===== Passage provided =====

A penetrating political biography of the controversial Defense Secretary, by a longtime military affairs correspondent for the Washington Post.

Once considered among the best and brightest of his generation, Donald Rumsfeld was exceptionally prepared to assume the Pentagon's top job in 2001. Yet six years later, he left office as the most controversial Defense Secretary since Robert McNamara, widely criticized for his management of the Iraq war and for his difficult relationships with Congress, administration colleagues, and military officers. Was he really the arrogant, errant, over-controlling Pentagon leader frequently portrayed--or as his supporters contend, a brilliant, hard-charging visionary caught in a whirl of polarized Washington politics, dysfunctional federal bureaucracy, and bad luck?

Bradley Graham, who closely covered Rumsfeld's challenging tenure at the Pentagon, offers an insightful biography of a complex and immensely influential personality. What emerges is a layered and revealing portrait of a man whose impact on U.S. national security affairs will long out-live him.

A Warrior Fighting the Wrong War - Nathaniel Fick, Washington Post.

===== Provided data =====

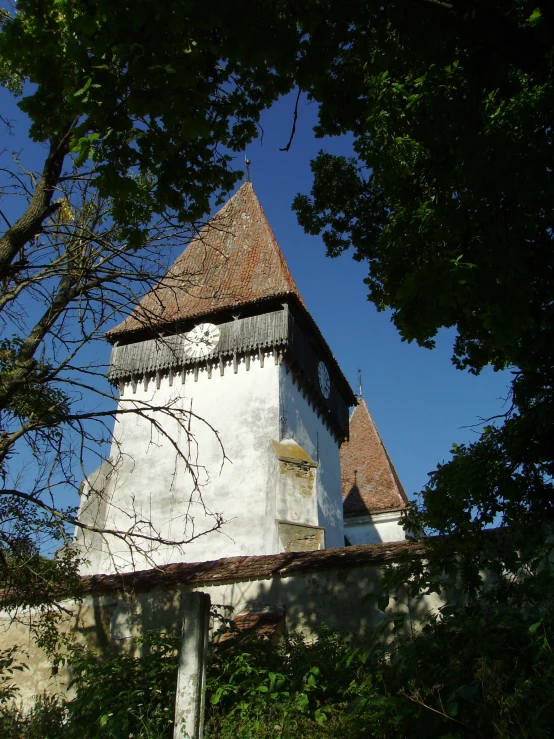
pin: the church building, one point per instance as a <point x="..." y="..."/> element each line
<point x="233" y="412"/>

=====

Required work >>
1. From the passage on Rumsfeld above, extract the part that begins at the words "Bradley Graham, who" and stops after "long out-live him.".
2. Using the passage on Rumsfeld, say whether each statement agrees with it, answering yes or no and quoting the words that decide it: (a) Rumsfeld assumed the Pentagon's top job in 2001. (b) Rumsfeld stayed in office for ten years. (c) Bradley Graham closely covered Rumsfeld's time at the Pentagon.

Responses to the exercise >>
1.
Bradley Graham, who closely covered Rumsfeld's challenging tenure at the Pentagon, offers an insightful biography of a complex and immensely influential personality. What emerges is a layered and revealing portrait of a man whose impact on U.S. national security affairs will long out-live him.

2.
(a) Yes: "Donald Rumsfeld was exceptionally prepared to assume the Pentagon's top job in 2001"
(b) No: "Yet six years later, he left office"
(c) Yes: "Bradley Graham, who closely covered Rumsfeld's challenging tenure at the Pentagon"